Game Review: Splinter cell: Black List – Xbox 360 (via Series X)

Title Tom Clancy’s Splinter cell: Black List
Platform: XBox 360 via Series X
Available on OS:360, Series X
Genre:Combat, stealth, military, action, shooter, third person
Date completed:May 2024
Notes:Uplay login never worked, legacy xbox live login very spotty (Live doesn’t serve a purpose anyway since multiplayer doesn’t exist).
Information on game

Summary review: A game with a lot in common with Deus Ex while still being unique enough. Many scenarios and change-ups in style, an a very typical mid-2000s plot.
Graphics: For a 360 game I actually thought it was pretty good. I played it on my 4k TV and it didn’t seem stretched or skewed or anything. I have idea if there was some kind of “AI upscaling” involved.
Music: I like music for what it is – it ramps up when needed and stays out of the way when it’s not. If you’ve ever seen the show 24 it’s about the same level.
Controls: I got used the control eventually. It’s a standard weapon wheel/alt hand throwable item seen in almost all third person shooter type games. It’s Unreal engine actually so if you’ve played Gears of War this will seem remarkably familiar.
Replayability: As you play through the campaign and side missions there’s these also-items like dead drops, special laptop and capture-the-guy. And it’s kind of fun going back through those missions to get those things you missed. So I’m going to say yes, very high replay appeal.
Total score: 90 / 100 – The plot is about what you might expect a movie or season of 24 to be from 2006 or so. You’ll either really dig that or not like that. If you like these kinds of stealth games and replaying levels over and over again this is about as good you’ll find.

Introduction

This is my first adventure into the world of Splinter cell. And I don’t play games for the 360 that often. But some how I bought this game digitally anyway.

I’m familiar with these stealth games, of course. I attempted to play thief, I’ve played but still not finished the first Deus Ex and did finish Deus Ex: HR (the penultimate of the genre if you ask me) and I published a review of Dishonored.

> [Stated goal a] In the rows, lay out as a Markdown table with columns "Line No." and "Row Text" the lines starting with the line that contains "Thank you for the photo. Could you point to the cross" and going on through the line that contains "column 334, row 57", omitting blank lines. Include only those lines.
The game review and the rows are unrelated material.

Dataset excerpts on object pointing
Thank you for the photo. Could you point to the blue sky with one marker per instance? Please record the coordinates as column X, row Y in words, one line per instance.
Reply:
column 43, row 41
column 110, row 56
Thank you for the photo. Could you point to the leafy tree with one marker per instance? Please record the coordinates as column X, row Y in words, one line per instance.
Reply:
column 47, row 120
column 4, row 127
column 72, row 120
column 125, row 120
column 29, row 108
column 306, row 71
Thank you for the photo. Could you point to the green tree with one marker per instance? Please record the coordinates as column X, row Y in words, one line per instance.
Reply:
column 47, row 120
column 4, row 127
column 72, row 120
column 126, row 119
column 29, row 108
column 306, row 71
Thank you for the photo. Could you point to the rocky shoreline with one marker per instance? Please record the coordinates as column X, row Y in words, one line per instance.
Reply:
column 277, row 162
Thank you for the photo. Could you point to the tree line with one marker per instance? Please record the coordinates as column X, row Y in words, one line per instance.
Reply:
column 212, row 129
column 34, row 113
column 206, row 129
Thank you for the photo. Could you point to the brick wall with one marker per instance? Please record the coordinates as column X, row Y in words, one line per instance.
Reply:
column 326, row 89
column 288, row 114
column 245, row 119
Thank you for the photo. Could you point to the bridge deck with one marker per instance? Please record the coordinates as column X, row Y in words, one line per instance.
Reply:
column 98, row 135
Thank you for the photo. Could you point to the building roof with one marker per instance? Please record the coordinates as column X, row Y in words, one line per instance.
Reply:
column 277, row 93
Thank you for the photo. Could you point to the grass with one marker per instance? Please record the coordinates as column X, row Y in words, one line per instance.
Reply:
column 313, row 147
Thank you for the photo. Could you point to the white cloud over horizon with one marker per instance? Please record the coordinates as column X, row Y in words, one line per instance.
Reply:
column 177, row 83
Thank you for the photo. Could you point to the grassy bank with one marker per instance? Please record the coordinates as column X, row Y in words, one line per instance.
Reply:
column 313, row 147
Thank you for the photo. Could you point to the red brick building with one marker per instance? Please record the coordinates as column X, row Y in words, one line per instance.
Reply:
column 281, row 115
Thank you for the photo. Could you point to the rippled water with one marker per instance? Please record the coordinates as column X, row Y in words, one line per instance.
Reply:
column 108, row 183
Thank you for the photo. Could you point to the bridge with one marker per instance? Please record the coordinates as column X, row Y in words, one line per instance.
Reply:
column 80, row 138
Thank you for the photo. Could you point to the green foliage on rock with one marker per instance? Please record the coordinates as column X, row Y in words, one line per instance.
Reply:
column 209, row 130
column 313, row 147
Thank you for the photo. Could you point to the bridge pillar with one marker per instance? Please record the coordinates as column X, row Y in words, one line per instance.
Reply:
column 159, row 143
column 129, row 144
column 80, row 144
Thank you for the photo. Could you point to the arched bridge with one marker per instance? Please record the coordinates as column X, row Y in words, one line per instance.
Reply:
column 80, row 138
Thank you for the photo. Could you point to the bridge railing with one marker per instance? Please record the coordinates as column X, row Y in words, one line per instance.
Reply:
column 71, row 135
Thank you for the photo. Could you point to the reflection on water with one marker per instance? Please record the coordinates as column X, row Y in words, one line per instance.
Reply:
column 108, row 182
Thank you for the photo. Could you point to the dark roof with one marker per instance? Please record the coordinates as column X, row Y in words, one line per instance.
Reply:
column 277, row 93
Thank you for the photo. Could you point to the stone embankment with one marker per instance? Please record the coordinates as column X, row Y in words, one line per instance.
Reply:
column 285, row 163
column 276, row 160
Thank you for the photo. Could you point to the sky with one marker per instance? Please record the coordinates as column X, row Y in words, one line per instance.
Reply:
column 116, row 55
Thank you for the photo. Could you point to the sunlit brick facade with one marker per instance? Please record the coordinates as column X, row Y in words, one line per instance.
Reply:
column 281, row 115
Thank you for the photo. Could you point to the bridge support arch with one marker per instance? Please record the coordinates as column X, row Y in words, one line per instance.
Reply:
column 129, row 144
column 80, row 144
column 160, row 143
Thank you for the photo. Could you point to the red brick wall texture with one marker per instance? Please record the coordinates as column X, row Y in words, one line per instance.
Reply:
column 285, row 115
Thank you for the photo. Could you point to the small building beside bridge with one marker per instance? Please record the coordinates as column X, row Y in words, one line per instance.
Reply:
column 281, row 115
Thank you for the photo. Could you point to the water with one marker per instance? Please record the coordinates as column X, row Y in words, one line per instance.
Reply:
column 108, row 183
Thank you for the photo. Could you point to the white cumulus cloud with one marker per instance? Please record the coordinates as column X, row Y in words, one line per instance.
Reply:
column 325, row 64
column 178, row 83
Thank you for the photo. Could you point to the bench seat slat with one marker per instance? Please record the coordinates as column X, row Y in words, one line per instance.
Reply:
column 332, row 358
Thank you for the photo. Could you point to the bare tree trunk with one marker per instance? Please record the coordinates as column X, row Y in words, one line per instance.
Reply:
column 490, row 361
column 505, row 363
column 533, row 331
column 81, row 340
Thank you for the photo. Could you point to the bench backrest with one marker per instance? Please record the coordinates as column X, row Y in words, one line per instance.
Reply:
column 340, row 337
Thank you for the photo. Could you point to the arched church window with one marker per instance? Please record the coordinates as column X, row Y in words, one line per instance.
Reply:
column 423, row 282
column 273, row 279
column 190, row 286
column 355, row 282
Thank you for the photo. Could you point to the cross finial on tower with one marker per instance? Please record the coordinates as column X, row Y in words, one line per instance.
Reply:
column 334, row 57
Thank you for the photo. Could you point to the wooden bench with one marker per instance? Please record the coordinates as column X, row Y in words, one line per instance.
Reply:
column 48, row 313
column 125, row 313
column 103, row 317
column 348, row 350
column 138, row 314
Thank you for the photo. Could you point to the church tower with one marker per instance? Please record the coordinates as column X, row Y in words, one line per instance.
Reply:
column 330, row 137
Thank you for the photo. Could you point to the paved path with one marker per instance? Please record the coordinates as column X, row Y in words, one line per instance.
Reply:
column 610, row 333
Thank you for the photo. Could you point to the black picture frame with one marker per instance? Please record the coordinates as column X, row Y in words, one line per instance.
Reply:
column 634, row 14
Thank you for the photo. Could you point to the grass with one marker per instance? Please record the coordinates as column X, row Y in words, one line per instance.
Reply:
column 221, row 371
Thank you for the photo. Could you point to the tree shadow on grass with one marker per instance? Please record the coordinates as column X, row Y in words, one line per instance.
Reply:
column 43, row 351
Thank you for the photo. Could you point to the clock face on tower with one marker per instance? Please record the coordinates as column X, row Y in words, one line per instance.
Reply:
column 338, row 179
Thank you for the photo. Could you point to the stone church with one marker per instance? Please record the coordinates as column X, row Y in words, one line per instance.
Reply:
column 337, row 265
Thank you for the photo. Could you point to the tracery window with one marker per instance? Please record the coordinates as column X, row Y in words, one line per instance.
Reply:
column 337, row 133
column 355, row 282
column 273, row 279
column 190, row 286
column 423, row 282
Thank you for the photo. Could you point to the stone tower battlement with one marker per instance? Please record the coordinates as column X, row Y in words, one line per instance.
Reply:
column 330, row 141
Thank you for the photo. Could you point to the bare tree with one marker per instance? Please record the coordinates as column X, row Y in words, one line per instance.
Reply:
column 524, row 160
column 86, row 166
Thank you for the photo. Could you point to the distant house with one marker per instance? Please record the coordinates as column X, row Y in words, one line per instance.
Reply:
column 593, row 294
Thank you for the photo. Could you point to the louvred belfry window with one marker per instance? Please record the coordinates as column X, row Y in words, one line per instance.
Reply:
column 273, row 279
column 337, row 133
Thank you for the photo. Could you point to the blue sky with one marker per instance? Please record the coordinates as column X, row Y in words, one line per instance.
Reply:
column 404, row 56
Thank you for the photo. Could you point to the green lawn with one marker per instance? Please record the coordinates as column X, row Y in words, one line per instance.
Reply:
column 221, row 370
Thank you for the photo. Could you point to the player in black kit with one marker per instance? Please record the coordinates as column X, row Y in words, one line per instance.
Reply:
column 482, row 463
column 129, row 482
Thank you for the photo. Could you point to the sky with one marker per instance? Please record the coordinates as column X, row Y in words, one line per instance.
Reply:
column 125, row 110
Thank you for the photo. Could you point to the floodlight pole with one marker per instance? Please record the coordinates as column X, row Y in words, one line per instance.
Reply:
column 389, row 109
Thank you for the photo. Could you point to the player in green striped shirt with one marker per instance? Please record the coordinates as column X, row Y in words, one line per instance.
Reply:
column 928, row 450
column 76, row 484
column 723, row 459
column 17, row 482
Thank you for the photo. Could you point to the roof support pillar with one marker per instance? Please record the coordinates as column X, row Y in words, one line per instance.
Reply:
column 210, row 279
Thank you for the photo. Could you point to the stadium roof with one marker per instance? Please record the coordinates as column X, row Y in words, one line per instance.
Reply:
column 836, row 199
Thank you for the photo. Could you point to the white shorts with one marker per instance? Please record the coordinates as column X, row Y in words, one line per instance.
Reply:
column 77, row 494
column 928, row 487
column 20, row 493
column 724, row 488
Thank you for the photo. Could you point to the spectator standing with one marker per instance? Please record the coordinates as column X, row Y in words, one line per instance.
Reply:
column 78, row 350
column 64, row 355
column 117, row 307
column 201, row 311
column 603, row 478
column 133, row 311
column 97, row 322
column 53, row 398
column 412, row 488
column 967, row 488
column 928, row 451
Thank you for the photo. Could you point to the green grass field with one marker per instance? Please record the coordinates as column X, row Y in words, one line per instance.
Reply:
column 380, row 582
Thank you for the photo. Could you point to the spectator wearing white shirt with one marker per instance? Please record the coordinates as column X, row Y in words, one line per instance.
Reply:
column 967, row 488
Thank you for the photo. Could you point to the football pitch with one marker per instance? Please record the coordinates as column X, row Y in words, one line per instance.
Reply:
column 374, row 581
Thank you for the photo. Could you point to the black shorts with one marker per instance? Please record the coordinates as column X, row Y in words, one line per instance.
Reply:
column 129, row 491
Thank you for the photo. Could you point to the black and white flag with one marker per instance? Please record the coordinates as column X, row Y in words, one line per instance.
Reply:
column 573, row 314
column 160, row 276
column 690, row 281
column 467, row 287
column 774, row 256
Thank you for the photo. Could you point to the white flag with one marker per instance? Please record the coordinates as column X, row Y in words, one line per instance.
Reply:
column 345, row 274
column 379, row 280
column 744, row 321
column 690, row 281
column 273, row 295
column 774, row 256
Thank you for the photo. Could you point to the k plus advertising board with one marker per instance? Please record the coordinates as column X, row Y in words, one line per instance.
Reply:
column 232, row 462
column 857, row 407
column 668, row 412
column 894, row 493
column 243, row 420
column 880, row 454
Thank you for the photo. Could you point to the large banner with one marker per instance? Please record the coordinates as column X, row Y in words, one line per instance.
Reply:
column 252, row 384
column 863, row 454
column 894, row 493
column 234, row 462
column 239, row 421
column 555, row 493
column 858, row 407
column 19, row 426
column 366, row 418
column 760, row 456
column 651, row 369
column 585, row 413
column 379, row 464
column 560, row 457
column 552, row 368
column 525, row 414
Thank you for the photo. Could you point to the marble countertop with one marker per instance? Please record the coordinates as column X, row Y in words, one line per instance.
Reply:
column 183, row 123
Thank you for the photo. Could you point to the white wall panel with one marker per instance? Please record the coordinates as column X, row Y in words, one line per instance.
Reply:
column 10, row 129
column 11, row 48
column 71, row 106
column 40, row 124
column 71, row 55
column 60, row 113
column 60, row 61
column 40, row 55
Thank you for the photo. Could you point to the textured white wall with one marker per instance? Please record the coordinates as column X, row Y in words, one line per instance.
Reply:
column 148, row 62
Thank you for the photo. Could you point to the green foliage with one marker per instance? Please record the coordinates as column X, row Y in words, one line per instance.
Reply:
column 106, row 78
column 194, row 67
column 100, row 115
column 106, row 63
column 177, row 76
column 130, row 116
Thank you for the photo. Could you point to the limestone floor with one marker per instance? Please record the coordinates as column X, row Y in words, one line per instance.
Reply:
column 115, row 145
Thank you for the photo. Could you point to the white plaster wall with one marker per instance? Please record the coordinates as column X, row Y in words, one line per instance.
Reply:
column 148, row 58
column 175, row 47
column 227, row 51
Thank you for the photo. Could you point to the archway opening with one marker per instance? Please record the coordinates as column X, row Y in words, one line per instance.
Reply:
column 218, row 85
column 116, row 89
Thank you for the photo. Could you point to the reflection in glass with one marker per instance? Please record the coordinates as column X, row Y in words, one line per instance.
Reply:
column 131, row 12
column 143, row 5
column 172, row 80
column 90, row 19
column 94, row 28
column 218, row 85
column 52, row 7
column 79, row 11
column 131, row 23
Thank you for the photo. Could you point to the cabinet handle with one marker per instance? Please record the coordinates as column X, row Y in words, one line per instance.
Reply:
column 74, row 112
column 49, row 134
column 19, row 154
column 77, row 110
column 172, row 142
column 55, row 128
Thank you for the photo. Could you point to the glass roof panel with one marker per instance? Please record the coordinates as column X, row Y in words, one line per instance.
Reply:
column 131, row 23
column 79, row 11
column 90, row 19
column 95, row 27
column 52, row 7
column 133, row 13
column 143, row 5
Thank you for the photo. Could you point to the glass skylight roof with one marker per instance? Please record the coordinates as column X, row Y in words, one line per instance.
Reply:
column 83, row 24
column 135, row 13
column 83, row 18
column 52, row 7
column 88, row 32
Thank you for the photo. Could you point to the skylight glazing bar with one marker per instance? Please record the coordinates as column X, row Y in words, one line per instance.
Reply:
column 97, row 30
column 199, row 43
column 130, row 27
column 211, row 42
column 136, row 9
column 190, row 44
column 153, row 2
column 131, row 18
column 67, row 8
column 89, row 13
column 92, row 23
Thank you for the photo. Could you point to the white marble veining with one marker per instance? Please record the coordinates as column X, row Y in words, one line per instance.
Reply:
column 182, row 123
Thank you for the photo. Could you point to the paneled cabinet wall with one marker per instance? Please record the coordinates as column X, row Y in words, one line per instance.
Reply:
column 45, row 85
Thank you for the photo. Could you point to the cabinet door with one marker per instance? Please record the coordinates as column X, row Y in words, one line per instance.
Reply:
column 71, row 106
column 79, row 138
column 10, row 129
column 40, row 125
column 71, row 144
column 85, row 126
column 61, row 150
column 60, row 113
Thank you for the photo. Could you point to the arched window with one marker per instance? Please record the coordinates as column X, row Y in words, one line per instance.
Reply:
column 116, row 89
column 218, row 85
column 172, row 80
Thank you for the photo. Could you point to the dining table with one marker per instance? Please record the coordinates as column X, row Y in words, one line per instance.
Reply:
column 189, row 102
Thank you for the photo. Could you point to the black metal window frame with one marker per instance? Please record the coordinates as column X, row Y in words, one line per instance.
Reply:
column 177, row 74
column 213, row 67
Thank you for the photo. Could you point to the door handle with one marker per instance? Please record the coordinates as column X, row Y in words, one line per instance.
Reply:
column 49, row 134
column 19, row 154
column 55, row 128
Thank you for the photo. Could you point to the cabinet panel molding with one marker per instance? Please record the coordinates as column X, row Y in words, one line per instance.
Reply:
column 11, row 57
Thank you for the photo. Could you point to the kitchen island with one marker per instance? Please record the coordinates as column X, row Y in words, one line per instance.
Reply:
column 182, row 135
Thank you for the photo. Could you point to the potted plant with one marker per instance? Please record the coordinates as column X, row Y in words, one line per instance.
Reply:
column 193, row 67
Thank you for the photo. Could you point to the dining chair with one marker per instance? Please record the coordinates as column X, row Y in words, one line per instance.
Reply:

> [Stated goal b] Output the passage of the game review starting with "Music: I like" and going on through "the same level.".

> [Right answer a]
| Line No. | Row Text |
|---|---|
| 1 | Thank you for the photo. Could you point to the cross finial on tower with one marker per instance? Please record the coordinates as column X, row Y in words, one line per instance. |
| 2 | Reply: |
| 3 | column 334, row 57 |

> [Right answer b]
Music: I like music for what it is – it ramps up when needed and stays out of the way when it’s not. If you’ve ever seen the show 24 it’s about the same level.